BRIEF
Pull every line of the items below and reproduce each one without any change.

## Start DATA SHOWN

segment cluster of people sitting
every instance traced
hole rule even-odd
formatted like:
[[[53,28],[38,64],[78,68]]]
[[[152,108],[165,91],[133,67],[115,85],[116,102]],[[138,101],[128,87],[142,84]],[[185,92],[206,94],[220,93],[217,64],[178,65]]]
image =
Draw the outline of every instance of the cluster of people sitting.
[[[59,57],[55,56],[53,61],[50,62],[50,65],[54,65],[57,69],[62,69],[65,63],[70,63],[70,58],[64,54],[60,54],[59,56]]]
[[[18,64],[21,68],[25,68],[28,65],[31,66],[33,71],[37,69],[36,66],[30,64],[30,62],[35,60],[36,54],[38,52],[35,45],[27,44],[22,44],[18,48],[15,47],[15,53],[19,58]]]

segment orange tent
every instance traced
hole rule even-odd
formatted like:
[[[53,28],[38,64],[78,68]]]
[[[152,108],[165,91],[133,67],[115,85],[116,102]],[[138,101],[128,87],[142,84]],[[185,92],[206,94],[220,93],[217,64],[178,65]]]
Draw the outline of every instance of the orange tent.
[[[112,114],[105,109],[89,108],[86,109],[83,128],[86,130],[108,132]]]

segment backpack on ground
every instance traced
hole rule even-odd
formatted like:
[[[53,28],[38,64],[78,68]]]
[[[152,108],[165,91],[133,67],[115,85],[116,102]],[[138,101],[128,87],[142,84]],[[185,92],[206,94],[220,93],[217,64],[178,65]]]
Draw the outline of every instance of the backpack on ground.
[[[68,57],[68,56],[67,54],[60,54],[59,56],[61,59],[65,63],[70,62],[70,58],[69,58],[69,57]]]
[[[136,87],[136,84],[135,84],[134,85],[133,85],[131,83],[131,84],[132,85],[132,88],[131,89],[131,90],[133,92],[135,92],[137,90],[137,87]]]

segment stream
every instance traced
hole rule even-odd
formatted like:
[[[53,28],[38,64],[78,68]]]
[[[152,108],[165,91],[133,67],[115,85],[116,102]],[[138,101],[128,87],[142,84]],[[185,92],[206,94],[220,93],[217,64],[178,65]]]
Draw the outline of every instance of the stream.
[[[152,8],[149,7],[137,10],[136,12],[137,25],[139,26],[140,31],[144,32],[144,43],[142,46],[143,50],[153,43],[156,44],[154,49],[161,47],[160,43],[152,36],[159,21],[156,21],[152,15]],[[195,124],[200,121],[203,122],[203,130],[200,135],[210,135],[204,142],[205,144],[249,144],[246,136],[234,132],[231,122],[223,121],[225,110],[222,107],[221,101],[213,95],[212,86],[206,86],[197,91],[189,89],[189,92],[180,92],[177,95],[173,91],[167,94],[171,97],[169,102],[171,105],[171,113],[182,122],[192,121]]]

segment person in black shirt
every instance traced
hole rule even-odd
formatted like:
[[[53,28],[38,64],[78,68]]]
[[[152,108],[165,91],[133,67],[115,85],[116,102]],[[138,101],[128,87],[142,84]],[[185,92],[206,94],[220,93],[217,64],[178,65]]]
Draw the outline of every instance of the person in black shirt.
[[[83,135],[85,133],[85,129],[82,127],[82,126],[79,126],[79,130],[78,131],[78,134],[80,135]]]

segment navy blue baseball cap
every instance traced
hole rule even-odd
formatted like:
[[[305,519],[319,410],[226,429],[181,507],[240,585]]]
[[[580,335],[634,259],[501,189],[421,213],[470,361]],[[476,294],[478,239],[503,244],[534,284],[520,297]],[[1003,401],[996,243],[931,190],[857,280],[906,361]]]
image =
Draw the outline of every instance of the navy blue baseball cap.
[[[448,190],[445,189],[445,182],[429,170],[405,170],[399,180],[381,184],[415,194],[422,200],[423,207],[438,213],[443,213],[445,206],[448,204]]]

## End DATA SHOWN

TASK RESULT
segment cluster of people sitting
every instance traced
hole rule even-odd
formatted like:
[[[53,28],[38,64],[78,68]]]
[[[152,108],[165,91],[133,67],[115,85],[116,102]],[[138,101],[128,87],[142,84]],[[185,92],[206,94],[220,93],[217,64],[178,65]]]
image =
Draw the outline of every instance of the cluster of people sitting.
[[[59,57],[55,56],[53,61],[50,62],[50,65],[54,65],[57,69],[62,69],[65,63],[70,63],[70,58],[64,54],[60,54],[59,56]]]
[[[18,64],[21,68],[25,68],[28,65],[31,66],[33,71],[37,69],[36,66],[30,64],[30,62],[35,60],[36,54],[38,52],[35,45],[27,44],[22,44],[18,48],[15,47],[15,53],[19,58]]]

segment orange tent
every instance traced
hole rule even-odd
formatted like:
[[[53,28],[38,64],[78,68]]]
[[[152,108],[165,91],[133,67],[115,85],[116,102]],[[138,101],[128,87],[142,84]],[[185,92],[206,94],[220,93],[217,64],[178,65]]]
Draw the outline of every instance of the orange tent.
[[[112,114],[105,109],[89,108],[86,109],[83,128],[86,130],[108,132]]]

segment backpack on ground
every instance traced
hole rule even-odd
formatted like:
[[[53,28],[38,64],[78,68]]]
[[[152,108],[165,91],[133,67],[115,85],[116,102]],[[138,101],[128,87],[142,84]],[[185,92],[206,94],[220,93],[217,64],[178,65]]]
Draw the outline of every instance of the backpack on ground.
[[[68,57],[68,56],[67,54],[60,54],[59,56],[61,59],[65,63],[70,62],[70,58],[69,58],[69,57]]]
[[[136,87],[136,84],[135,84],[134,85],[133,85],[131,83],[131,84],[132,85],[132,88],[131,89],[131,90],[133,92],[135,92],[137,90],[137,87]]]

segment stream
every instance traced
hole rule even-odd
formatted like:
[[[53,28],[38,64],[78,68]]]
[[[152,108],[165,91],[133,67],[115,85],[116,102]],[[138,101],[128,87],[142,84]],[[185,92],[206,94],[220,93],[217,64],[178,65]]]
Draw the outline of every instance of the stream.
[[[152,8],[149,7],[137,10],[136,12],[137,25],[139,26],[140,31],[144,32],[144,43],[142,46],[143,50],[153,43],[156,44],[154,49],[161,47],[160,43],[152,36],[159,21],[156,21],[152,15]],[[195,124],[200,121],[203,122],[203,130],[200,135],[210,135],[204,142],[205,144],[249,144],[246,136],[234,132],[231,122],[223,121],[225,110],[222,107],[221,101],[213,95],[212,86],[206,86],[197,91],[189,89],[189,92],[180,92],[177,95],[173,91],[167,94],[171,97],[169,102],[171,105],[171,113],[182,122],[192,121]]]

segment person in black shirt
every instance traced
hole rule even-odd
formatted like:
[[[53,28],[38,64],[78,68]]]
[[[152,108],[165,91],[133,67],[115,85],[116,102]],[[138,101],[128,87],[142,84]],[[185,92],[206,94],[220,93],[217,64],[178,65]]]
Draw the outline of every instance of the person in black shirt.
[[[83,135],[85,133],[85,129],[82,127],[82,126],[79,126],[79,130],[78,131],[78,134],[80,135]]]

segment navy blue baseball cap
every instance traced
hole rule even-odd
formatted like:
[[[305,519],[319,410],[226,429],[181,507],[240,585]]]
[[[580,335],[634,259],[501,189],[421,213],[470,361]],[[476,294],[478,239],[503,244],[534,284],[520,297]],[[1003,401],[996,243],[931,190],[857,280],[906,361]]]
image =
Draw the outline of every instance of the navy blue baseball cap.
[[[448,190],[445,189],[445,182],[429,170],[405,170],[399,180],[381,184],[415,194],[422,200],[423,207],[438,213],[443,213],[445,206],[448,204]]]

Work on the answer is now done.